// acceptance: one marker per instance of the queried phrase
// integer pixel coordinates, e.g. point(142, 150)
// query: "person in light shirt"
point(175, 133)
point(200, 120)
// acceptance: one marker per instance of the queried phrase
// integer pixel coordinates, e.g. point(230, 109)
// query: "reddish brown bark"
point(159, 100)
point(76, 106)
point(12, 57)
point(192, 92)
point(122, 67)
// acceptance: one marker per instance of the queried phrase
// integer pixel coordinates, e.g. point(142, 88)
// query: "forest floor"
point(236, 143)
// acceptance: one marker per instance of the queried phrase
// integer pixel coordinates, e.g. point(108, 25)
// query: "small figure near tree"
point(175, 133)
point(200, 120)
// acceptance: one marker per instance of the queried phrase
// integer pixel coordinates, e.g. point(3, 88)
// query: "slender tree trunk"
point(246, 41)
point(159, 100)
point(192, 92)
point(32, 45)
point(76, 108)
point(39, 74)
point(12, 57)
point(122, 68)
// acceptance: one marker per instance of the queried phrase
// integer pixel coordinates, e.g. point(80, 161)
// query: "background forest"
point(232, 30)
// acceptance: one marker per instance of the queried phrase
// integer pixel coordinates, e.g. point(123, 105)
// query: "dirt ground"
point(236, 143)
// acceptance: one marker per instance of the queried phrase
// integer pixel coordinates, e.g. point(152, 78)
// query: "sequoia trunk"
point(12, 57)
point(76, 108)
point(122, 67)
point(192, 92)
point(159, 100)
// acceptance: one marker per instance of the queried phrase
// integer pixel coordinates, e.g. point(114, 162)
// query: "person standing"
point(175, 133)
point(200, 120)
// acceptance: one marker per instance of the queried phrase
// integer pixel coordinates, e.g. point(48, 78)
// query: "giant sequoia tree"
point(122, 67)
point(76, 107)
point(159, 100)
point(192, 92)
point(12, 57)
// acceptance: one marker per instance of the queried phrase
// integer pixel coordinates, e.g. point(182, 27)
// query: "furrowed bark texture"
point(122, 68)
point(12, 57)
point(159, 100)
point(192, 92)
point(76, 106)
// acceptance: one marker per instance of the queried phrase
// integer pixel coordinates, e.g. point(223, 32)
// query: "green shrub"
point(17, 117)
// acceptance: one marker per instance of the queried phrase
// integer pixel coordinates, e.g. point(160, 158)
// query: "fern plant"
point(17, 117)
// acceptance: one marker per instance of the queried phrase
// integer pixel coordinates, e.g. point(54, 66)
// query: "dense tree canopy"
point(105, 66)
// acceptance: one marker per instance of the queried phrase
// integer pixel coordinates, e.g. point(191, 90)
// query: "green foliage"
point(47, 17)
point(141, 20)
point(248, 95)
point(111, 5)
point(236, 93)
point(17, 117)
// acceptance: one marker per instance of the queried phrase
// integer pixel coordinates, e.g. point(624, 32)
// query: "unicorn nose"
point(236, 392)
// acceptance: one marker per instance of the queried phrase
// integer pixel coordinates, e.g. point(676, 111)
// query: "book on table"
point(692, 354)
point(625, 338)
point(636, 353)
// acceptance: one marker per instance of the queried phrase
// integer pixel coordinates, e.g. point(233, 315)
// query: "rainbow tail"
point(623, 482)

▸ Short exercise
Copy out every entry again, exactly as it was given.

▸ Correct response
// acceptance: one marker per instance of the queried phrase
// integer pixel coordinates, e.g. point(142, 150)
// query: "person in light shirt"
point(175, 133)
point(200, 120)
// acceptance: one marker per instance of the queried phrase
// integer pixel coordinates, e.g. point(230, 109)
// query: "reddish brown bark"
point(159, 100)
point(76, 106)
point(12, 57)
point(192, 92)
point(122, 67)
// acceptance: one marker per instance of the queried phrase
// integer pixel coordinates, e.g. point(142, 88)
// query: "forest floor"
point(236, 143)
// acceptance: one marker per instance of the queried phrase
// integer pixel coordinates, e.g. point(108, 25)
// query: "small figure near tree"
point(175, 133)
point(200, 120)
// acceptance: one marker per instance of the queried phrase
// integer pixel coordinates, e.g. point(3, 88)
// query: "slender tree trunk"
point(246, 41)
point(159, 100)
point(192, 92)
point(32, 45)
point(76, 108)
point(39, 74)
point(12, 57)
point(122, 68)
// acceptance: one marker per instance of the queried phrase
// integer pixel coordinates, e.g. point(80, 161)
// query: "background forest"
point(232, 30)
// acceptance: one marker per instance of the queried phrase
// integer pixel coordinates, e.g. point(123, 105)
// query: "dirt ground"
point(236, 143)
// acceptance: one marker per instance of the queried phrase
// integer pixel coordinates, e.g. point(152, 78)
// query: "sequoia trunk"
point(12, 57)
point(76, 108)
point(122, 67)
point(192, 92)
point(159, 100)
// acceptance: one marker per instance of the queried phrase
// integer pixel coordinates, e.g. point(114, 162)
// query: "person standing"
point(175, 133)
point(200, 120)
// acceptance: one marker per instance of the queried phrase
// integer pixel coordinates, e.g. point(48, 78)
// query: "giant sequoia tree"
point(122, 67)
point(76, 107)
point(159, 100)
point(192, 92)
point(12, 57)
// acceptance: one marker per instance of the queried phrase
// integer pixel coordinates, e.g. point(182, 27)
// query: "furrowed bark texture"
point(122, 68)
point(12, 57)
point(159, 100)
point(192, 92)
point(76, 106)
// acceptance: one marker per instance of the queried phrase
// integer pixel coordinates, e.g. point(223, 32)
// query: "green shrub"
point(17, 117)
// acceptance: one marker per instance of the queried phrase
// integer pixel coordinates, e.g. point(160, 158)
// query: "fern plant"
point(17, 117)
// acceptance: one marker per instance of the queried phrase
// integer pixel coordinates, e.g. point(54, 66)
// query: "dense tree canopy"
point(105, 66)
// acceptance: one marker per instance of the queried phrase
// integer pixel coordinates, e.g. point(191, 90)
// query: "green foliage"
point(47, 17)
point(141, 20)
point(248, 95)
point(111, 5)
point(236, 93)
point(17, 117)
// acceptance: one marker per instance of the queried phrase
// integer pixel coordinates, e.g. point(624, 32)
// query: "unicorn nose"
point(236, 392)
// acceptance: one marker per instance of the queried phrase
// integer pixel coordinates, e.g. point(676, 111)
// query: "book on table"
point(692, 354)
point(625, 338)
point(636, 353)
// acceptance: one marker per instance of the queried phrase
// integer pixel coordinates, e.g. point(233, 315)
// query: "rainbow tail"
point(623, 482)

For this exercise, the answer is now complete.